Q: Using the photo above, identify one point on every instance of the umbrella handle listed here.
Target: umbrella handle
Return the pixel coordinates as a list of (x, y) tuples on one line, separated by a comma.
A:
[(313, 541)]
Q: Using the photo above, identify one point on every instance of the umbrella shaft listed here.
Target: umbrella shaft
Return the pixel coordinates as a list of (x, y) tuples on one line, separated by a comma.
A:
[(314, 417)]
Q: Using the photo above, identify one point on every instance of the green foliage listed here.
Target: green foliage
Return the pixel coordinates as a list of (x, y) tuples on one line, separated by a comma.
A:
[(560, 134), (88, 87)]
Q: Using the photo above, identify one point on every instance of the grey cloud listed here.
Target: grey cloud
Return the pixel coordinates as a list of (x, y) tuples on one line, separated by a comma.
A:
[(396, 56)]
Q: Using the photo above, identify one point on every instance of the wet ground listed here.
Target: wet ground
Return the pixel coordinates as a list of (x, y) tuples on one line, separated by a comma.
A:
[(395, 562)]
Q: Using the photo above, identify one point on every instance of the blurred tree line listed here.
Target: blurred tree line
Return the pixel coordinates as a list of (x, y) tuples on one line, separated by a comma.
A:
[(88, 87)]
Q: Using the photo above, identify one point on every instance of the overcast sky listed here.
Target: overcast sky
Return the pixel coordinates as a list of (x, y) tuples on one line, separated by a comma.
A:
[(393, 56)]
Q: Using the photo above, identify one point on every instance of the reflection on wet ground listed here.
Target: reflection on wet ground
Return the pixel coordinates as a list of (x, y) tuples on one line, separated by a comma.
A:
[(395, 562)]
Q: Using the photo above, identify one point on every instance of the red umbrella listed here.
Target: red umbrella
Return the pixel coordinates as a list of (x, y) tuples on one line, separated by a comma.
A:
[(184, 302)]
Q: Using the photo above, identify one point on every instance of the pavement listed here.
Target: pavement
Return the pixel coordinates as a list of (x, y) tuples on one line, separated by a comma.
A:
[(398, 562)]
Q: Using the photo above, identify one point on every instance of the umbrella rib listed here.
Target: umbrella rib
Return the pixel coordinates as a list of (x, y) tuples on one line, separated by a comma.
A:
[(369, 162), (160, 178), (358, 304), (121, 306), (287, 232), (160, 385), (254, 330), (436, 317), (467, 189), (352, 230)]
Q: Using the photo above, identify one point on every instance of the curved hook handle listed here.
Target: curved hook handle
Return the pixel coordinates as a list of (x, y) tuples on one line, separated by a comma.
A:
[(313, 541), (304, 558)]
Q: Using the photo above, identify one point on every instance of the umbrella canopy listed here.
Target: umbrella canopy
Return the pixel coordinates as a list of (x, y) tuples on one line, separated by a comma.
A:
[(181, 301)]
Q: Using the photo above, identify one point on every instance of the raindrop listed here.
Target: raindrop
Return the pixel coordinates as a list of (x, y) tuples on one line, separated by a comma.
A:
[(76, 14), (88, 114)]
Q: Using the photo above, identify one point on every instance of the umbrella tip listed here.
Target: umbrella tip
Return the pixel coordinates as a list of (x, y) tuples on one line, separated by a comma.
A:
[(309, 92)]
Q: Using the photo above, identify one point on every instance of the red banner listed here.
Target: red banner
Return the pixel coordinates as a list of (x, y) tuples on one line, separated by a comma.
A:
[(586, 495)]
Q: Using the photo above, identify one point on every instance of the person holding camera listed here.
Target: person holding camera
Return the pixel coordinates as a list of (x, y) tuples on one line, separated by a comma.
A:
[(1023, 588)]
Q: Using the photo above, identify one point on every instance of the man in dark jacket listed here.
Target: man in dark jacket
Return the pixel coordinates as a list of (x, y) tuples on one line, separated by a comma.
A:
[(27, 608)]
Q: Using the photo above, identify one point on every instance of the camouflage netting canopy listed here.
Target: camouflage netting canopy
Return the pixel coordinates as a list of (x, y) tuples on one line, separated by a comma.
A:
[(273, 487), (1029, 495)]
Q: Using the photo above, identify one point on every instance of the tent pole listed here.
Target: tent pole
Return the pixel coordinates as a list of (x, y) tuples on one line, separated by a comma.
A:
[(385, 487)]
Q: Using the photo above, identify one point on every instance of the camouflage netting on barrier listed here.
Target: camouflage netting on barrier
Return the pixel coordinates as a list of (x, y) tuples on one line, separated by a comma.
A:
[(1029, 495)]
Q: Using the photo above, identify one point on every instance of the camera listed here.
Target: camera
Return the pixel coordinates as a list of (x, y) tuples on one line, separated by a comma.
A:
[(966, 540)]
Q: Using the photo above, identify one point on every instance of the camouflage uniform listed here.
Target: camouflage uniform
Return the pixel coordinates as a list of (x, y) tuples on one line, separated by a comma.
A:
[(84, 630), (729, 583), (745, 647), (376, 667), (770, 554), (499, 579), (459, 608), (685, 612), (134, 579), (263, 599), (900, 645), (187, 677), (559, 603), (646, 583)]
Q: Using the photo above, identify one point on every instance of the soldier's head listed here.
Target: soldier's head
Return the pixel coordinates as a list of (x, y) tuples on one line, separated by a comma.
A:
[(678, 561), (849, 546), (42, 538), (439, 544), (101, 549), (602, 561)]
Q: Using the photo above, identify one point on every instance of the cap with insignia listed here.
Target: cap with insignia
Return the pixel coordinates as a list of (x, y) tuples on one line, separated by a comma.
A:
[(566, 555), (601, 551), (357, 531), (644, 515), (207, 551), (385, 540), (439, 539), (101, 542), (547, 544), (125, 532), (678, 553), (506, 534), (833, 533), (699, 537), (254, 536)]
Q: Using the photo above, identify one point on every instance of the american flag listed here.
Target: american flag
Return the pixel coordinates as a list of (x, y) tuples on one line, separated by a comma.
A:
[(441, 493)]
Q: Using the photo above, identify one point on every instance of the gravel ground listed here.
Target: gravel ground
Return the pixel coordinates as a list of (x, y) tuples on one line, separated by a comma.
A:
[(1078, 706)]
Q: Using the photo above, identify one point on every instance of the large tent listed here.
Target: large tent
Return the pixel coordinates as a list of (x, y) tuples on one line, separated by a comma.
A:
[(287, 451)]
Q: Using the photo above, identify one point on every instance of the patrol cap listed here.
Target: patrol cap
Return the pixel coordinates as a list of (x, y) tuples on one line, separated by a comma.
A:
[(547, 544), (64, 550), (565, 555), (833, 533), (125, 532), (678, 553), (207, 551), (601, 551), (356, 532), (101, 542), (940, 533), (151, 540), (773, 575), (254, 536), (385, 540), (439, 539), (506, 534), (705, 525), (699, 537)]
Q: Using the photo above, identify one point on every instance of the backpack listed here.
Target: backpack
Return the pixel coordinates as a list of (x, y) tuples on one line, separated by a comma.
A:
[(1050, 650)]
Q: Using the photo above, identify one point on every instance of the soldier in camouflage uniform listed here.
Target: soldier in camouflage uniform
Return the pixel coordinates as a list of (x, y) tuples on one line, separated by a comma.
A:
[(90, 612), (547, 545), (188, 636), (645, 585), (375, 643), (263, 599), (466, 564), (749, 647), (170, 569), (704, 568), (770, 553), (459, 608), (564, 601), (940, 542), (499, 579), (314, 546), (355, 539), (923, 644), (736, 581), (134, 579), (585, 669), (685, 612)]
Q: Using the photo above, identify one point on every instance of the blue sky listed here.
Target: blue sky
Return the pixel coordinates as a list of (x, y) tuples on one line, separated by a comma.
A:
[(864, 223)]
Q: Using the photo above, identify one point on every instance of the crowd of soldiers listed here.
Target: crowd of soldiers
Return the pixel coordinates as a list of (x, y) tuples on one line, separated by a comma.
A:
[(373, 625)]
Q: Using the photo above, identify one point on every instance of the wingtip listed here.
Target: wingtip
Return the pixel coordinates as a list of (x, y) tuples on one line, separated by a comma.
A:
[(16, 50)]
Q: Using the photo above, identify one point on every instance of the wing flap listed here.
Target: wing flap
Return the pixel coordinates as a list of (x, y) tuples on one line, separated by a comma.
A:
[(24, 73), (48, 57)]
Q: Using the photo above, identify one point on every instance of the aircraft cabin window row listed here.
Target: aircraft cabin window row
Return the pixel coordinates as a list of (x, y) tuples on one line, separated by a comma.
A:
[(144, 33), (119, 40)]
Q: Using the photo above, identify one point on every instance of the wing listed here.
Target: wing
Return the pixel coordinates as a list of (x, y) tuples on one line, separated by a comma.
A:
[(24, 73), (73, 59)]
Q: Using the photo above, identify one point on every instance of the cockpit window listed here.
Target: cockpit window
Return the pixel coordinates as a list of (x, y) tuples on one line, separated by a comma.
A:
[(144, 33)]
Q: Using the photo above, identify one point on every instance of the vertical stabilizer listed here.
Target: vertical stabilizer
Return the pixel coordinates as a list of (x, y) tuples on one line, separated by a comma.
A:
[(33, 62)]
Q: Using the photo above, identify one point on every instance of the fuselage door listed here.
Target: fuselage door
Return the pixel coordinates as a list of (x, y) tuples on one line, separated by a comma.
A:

━━━━━━━━━━━━━━━━

## DIRECTION
Put everything in the records from the line containing "holding camera listed here." down to the line containing "[(385, 487)]", both of those lines included, into a JSON list of strings with one string per line and blank lines left out.

## RESPONSE
[
  "Q: Using the photo above, identify one point on every instance of the person holding camera listed here.",
  "Target: person holding camera",
  "Return the pixel coordinates as a list of (x, y) tuples on one line, separated by a comma.",
  "A:",
  "[(1023, 588)]",
  "Q: Using the photo above, identify one point on every instance of the man in dark jacket listed here.",
  "Target: man in dark jacket",
  "Return the pixel coordinates as a list of (x, y) tuples on one line, separated by a comma.",
  "A:",
  "[(27, 608)]",
  "Q: Using the photo above, identify one point on every instance of the camouflage netting canopy listed here.",
  "Target: camouflage netting canopy",
  "Return the pixel coordinates as a list of (x, y) tuples on one line, separated by a comma.",
  "A:",
  "[(273, 487), (1029, 495)]",
  "Q: Using the photo above, identify one point on every instance of the tent pole listed here.",
  "Target: tent pole",
  "Return the pixel coordinates as a list of (x, y) tuples on one line, separated by a comma.",
  "A:",
  "[(385, 487)]"
]